:: Provided data ::
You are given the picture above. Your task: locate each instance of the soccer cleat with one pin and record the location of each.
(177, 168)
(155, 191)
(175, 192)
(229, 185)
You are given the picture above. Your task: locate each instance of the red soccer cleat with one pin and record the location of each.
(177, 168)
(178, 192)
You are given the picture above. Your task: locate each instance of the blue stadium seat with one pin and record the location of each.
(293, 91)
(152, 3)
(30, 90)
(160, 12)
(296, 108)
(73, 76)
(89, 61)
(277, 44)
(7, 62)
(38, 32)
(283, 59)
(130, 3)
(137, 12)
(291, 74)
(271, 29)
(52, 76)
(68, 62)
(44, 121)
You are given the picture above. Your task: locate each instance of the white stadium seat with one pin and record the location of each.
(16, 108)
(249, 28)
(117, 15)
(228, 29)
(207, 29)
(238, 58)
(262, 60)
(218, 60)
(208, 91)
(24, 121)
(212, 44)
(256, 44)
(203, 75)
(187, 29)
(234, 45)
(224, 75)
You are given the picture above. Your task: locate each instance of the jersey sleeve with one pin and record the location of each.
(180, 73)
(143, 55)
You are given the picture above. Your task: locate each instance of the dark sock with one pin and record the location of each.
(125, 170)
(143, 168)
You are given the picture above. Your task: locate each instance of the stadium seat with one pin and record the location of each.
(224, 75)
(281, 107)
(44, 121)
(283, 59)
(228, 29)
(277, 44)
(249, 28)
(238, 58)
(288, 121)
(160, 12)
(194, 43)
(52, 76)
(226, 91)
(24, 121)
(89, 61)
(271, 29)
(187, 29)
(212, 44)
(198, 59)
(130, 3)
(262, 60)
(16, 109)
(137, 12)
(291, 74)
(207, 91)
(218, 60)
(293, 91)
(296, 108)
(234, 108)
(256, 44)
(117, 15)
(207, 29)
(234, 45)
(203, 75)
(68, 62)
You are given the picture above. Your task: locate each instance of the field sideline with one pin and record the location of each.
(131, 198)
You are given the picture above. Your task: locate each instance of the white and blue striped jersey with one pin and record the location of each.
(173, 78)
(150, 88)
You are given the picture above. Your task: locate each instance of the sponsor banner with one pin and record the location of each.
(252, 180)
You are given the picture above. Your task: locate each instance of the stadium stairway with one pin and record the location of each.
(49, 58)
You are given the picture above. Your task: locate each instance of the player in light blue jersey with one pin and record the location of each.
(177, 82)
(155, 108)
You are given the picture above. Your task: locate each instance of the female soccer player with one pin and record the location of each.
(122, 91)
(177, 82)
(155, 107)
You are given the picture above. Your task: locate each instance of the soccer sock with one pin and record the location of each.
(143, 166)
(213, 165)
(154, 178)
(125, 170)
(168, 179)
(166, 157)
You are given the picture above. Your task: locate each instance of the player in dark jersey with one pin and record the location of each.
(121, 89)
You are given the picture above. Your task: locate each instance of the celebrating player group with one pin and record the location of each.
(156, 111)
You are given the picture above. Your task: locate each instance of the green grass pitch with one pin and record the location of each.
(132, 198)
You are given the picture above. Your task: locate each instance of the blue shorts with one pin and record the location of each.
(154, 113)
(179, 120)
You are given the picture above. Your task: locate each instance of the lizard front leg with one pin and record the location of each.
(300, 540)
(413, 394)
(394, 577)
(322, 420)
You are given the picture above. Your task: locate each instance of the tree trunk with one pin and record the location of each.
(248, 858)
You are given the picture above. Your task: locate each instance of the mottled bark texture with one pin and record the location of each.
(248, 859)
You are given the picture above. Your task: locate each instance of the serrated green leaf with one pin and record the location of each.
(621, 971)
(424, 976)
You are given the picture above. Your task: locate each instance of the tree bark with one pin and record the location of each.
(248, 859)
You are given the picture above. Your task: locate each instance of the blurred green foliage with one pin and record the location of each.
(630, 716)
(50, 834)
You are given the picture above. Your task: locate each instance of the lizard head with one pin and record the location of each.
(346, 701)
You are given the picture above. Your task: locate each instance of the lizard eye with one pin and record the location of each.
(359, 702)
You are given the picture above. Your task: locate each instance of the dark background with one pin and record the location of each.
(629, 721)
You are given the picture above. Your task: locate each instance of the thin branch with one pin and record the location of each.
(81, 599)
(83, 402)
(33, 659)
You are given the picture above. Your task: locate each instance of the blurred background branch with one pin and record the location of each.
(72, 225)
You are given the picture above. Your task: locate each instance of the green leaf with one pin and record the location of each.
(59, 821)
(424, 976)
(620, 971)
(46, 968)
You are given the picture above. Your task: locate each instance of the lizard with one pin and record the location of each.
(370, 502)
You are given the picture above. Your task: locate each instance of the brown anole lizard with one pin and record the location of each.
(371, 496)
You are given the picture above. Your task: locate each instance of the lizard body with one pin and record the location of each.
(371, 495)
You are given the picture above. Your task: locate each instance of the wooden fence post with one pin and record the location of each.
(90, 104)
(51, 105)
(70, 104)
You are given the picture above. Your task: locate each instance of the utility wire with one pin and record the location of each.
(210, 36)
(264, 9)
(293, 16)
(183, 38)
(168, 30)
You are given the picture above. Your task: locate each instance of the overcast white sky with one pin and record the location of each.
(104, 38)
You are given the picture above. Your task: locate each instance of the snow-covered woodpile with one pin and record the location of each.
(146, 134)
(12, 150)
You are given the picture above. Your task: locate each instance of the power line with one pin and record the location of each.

:: What you need to do ::
Everything in the listing should be written out exactly.

:: Response to the exercise ::
You are given the picture above. Your task: locate each instance of the soccer cleat with one pin and record the location of each.
(177, 168)
(155, 191)
(175, 192)
(229, 185)
You are given the picture above. Your task: locate each instance of the red soccer cleat with one pin and record the location of each.
(177, 168)
(178, 192)
You are given the picture above. Your task: locate each instance of the blue stadium seat with one pin and record the location of each.
(293, 91)
(152, 3)
(30, 90)
(160, 12)
(296, 108)
(73, 76)
(89, 61)
(277, 44)
(7, 62)
(38, 32)
(283, 59)
(130, 3)
(137, 12)
(291, 74)
(271, 29)
(52, 76)
(68, 62)
(44, 121)
You are given the picture above. Your task: locate each instance of the white stadium seat with one pin and record the location of each.
(16, 108)
(249, 28)
(117, 15)
(228, 29)
(207, 29)
(238, 58)
(262, 60)
(218, 60)
(208, 91)
(24, 121)
(212, 44)
(256, 44)
(203, 75)
(187, 29)
(234, 45)
(224, 75)
You are given the picture above. Your task: locate each instance of the jersey sleeve with one pin and record the location of each.
(180, 73)
(143, 55)
You are given the picture above. Your task: locate each instance of the dark sock with one pin and record the location of each.
(125, 170)
(143, 168)
You are given the picture above. Your task: locate each instance of the stadium seat with one pin and record the location of each.
(224, 75)
(281, 107)
(44, 121)
(283, 59)
(228, 29)
(277, 44)
(249, 28)
(238, 58)
(288, 121)
(160, 12)
(194, 43)
(52, 76)
(226, 91)
(24, 121)
(89, 61)
(271, 29)
(187, 29)
(212, 44)
(198, 59)
(130, 3)
(262, 60)
(16, 109)
(137, 12)
(291, 74)
(207, 91)
(218, 60)
(293, 91)
(296, 108)
(234, 108)
(256, 44)
(117, 15)
(207, 29)
(234, 45)
(203, 75)
(68, 62)
You are given the picture above. Your task: locate each instance of the field sideline with one pin and record the location of each.
(131, 198)
You are given the picture above. Your task: locate each instance of the white and blue striped jersey with one pin and record the location of each.
(173, 78)
(150, 88)
You are given the picture above. Your task: locate each instance of the sponsor banner with one pin and record the location of each.
(252, 180)
You are given the picture above. Your task: locate each instance of the stadium stairway with one pin and record the location of each.
(49, 58)
You are given the picture above. Your task: locate each instance of the player in light blue jersey with one pin and record the location of each.
(177, 82)
(155, 108)
You are given the picture above. Your task: locate each instance of the female soccer player with one pin and record the location of each.
(122, 91)
(177, 82)
(155, 107)
You are given the picture above. Your task: locate each instance of the soccer sock with one pin and record the location of each.
(143, 166)
(213, 165)
(154, 178)
(125, 170)
(168, 179)
(166, 157)
You are given the picture above. Your task: locate each instance of the player in dark jersey with one pin and record the location of each.
(121, 89)
You are given the picture above. Your task: locate each instance of the celebrating player group with one pin and record the location of each.
(156, 111)
You are given the picture above. Your task: locate each instance of the green grass pitch with one pin and record the location of each.
(132, 198)
You are given the picture above. Your task: locate each instance of the blue shorts with one pin and record the location of each.
(154, 113)
(179, 120)
You are given the picture above. Your task: locate each instance of the lizard front leg with one pin and record the location of each.
(300, 540)
(413, 394)
(394, 577)
(322, 420)
You are given the picture above. Your task: locate each instance of the tree trunk with one pin and record the location of each.
(248, 858)
You are given the picture above. Your task: locate each instance of the mottled bark texture with one pin and record the location of each.
(248, 859)
You are given the picture above. Your task: locate each instance of the serrated green leaf with one pin and record the location of each.
(621, 971)
(424, 976)
You are given the picture above. Your task: locate each instance of the tree bark with one pin and record the location of each.
(248, 859)
You are given the picture above. Your task: locate each instance of the blurred green foliage with one pin and record the location of each.
(630, 716)
(50, 834)
You are given the picture above. Your task: locate each instance of the lizard head with one pin and record the location of each.
(346, 701)
You are given the picture above. Your task: locate each instance of the lizard eye with one pin and record the location of each.
(359, 702)
You are given the picture above. Your task: locate each instance of the dark background with one pin and record the location of each.
(629, 721)
You are given the picture above. Your task: locate each instance of the thin branch with one pin and record the location of each.
(81, 599)
(83, 402)
(33, 659)
You are given the picture above. Your task: locate each instance of the blurred background branch with one pin and record the location of each.
(72, 225)
You are given the picture above. Your task: locate each instance of the green leaf with one pin and record the location of each.
(59, 821)
(424, 976)
(620, 971)
(46, 968)
You are given the picture above. Your task: locate each instance of the lizard with one pin and record the location of each.
(370, 502)
You are given the picture above. Your task: locate each instance of the brown anole lizard with one pin and record the location of each.
(371, 496)
You are given the picture above. Your task: locate each instance of the lizard body with one pin and record the location of each.
(371, 495)
You are given the picture above. Your task: locate each instance of the wooden fence post with one pin and record the location of each.
(90, 104)
(51, 105)
(70, 104)
You are given the picture above. Your task: locate each instance of the utility wire with one pin and record the location of each.
(210, 36)
(264, 9)
(293, 16)
(183, 38)
(168, 30)
You are given the picture above. Your task: locate each instance of the overcast white sky with one pin and record the location of each.
(104, 38)
You are given the picture above. Your task: locate each instance of the snow-covered woodpile with one pin and record the location of each.
(146, 134)
(12, 150)
You are given the picture above. Your task: locate each instance of the power line with one pin and record the location of each.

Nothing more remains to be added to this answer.